PROMPT —
Every entry that follows should be reproduced exactly.

GIVEN RECORDS —

-------------------------

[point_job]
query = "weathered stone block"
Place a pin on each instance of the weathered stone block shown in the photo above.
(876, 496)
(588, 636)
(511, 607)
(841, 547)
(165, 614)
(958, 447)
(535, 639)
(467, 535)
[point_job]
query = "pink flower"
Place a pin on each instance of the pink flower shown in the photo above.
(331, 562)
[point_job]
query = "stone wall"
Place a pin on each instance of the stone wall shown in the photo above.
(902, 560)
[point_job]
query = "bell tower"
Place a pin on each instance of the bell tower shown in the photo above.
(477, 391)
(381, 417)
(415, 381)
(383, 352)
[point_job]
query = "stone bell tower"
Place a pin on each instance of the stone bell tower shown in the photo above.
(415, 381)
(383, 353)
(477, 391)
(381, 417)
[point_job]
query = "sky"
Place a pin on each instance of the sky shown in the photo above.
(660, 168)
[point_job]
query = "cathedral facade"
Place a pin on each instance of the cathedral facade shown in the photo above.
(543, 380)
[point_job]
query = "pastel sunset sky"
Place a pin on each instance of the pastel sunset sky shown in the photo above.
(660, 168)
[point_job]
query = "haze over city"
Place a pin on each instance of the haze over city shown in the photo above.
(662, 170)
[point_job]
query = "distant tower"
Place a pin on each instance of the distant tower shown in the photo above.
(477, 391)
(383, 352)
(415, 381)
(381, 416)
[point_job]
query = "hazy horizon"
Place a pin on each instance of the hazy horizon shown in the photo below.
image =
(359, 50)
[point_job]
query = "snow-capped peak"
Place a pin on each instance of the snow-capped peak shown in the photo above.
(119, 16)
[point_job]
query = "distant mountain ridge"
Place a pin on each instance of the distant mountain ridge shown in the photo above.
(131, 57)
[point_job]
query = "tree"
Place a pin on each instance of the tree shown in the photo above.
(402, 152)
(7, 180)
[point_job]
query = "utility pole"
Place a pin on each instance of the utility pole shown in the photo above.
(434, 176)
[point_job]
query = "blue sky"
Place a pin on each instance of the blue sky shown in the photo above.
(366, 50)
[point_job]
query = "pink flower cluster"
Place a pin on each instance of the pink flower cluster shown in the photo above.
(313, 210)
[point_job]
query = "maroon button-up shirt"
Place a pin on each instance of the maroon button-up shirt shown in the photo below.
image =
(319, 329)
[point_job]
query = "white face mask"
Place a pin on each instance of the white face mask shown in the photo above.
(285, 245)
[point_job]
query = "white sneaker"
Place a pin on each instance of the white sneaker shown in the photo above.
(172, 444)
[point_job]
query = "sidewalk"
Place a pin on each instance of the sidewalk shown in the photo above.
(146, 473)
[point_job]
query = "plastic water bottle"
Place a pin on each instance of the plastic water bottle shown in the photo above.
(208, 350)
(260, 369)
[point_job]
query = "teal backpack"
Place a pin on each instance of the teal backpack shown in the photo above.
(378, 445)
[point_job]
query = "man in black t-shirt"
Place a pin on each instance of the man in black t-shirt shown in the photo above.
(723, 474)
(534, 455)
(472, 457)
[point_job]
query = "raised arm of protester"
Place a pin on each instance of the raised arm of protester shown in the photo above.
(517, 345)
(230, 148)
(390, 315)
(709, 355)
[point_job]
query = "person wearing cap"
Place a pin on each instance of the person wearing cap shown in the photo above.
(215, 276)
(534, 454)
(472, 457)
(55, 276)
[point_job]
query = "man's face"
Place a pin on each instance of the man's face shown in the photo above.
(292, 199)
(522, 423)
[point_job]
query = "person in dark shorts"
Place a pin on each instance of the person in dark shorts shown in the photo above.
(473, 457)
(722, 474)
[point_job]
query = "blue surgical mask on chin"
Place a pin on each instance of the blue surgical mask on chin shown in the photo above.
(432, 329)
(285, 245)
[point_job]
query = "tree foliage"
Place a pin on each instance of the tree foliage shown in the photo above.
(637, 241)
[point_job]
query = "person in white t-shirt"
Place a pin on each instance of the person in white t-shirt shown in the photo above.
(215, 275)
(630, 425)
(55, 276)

-------------------------

REPLY TO THE TASK —
[point_job]
query = "weathered stone block"
Place a pin on each instance of the weathered stone block shown in the photo above.
(876, 496)
(588, 636)
(511, 607)
(841, 547)
(165, 614)
(958, 447)
(535, 639)
(467, 535)
[point_job]
query = "pink flower"
Place a pin on each instance of the pink flower shown in the photo above.
(331, 562)
[point_job]
query = "stone wall"
Place a pin on each instance of the stone wall shown in the photo above.
(902, 560)
[point_job]
query = "bell tower"
Place a pin on each instance of the bell tower shown in the photo above.
(477, 391)
(381, 417)
(415, 381)
(383, 352)
[point_job]
query = "stone bell tower"
Place a pin on each instance of the stone bell tower shown in the photo above.
(415, 381)
(383, 353)
(477, 391)
(381, 417)
[point_job]
query = "sky"
Place a pin on each instance of the sky shown in the photo above.
(660, 168)
[point_job]
query = "cathedral facade"
Place a pin on each instance of the cathedral facade shown in the photo above.
(543, 380)
[point_job]
query = "pastel sunset sky"
Place a pin on each instance of the pastel sunset sky shown in the photo above.
(660, 168)
[point_job]
query = "haze over city"
Place a pin on each instance of the haze over city shown in the photo above.
(662, 170)
[point_job]
query = "distant tower"
Place a pin on each instance of the distant tower shown in the photo above.
(477, 391)
(383, 352)
(415, 381)
(381, 416)
[point_job]
query = "hazy horizon"
Place a pin on each instance of the hazy horizon shown in the photo below.
image =
(359, 50)
[point_job]
query = "snow-capped peak"
Place a pin on each instance of the snow-capped peak shown in the photo above.
(119, 16)
[point_job]
query = "distant mountain ridge"
Place a pin on each instance of the distant mountain ridge shown in the photo above.
(131, 57)
[point_job]
query = "tree"
Place a pin on each instance of the tree shown in the photo above.
(402, 152)
(7, 180)
[point_job]
query = "utility pole"
Place a pin on each instance of the utility pole shown in the photo above.
(434, 176)
[point_job]
query = "blue sky"
Place a pin on each instance of the blue sky shown in the photo above.
(366, 50)
[point_job]
query = "pink flower cluster"
Place a pin on each instance of the pink flower cluster shown in the photo above.
(313, 210)
[point_job]
query = "maroon button-up shirt"
Place a pin on each instance of the maroon button-up shirt shown in the photo below.
image =
(319, 329)
[point_job]
query = "white face mask"
Place a pin on each instance of the white face mask shown in the photo above.
(285, 245)
[point_job]
query = "white sneaker"
Place a pin on each instance of the white sneaker shown in the photo above.
(172, 444)
[point_job]
query = "sidewalk"
Place a pin on each instance of the sidewalk shown in the photo above.
(146, 473)
[point_job]
query = "plastic water bottle"
Place a pin on each instance of the plastic water bottle shown in the photo above.
(208, 350)
(260, 369)
[point_job]
query = "teal backpack"
Place a pin on each instance of the teal backpack shown in the photo above.
(378, 445)
[point_job]
query = "man in black t-shirt"
Place a pin on each instance of the man in black t-shirt shown in the photo above.
(723, 474)
(534, 455)
(472, 457)
[point_job]
query = "raised arm of protester"
Place a pin on each instance of the raised arm of protester shown in the photo above.
(517, 345)
(230, 148)
(390, 315)
(709, 355)
[point_job]
query = "person wearing cap"
Place a pin on each instance of the person wearing cap shown in the photo above.
(215, 276)
(534, 454)
(472, 457)
(55, 276)
[point_job]
query = "man's face"
Place a pin on each instance of the man's face shown in the photo above.
(292, 199)
(522, 423)
[point_job]
query = "person in dark shorts"
Place a pin on each instance of the person in dark shorts shown in the photo above.
(473, 457)
(722, 474)
[point_job]
query = "blue surgical mask on chin"
Place a pin on each instance of the blue surgical mask on chin shown in the photo above.
(432, 329)
(285, 245)
[point_job]
query = "tree foliage"
Place a pin on each instance of the tree foliage shown in the photo above.
(637, 241)
[point_job]
query = "person in white t-shirt"
Place a pin on each instance of the person in white t-shirt shown in the photo above.
(215, 275)
(630, 425)
(55, 276)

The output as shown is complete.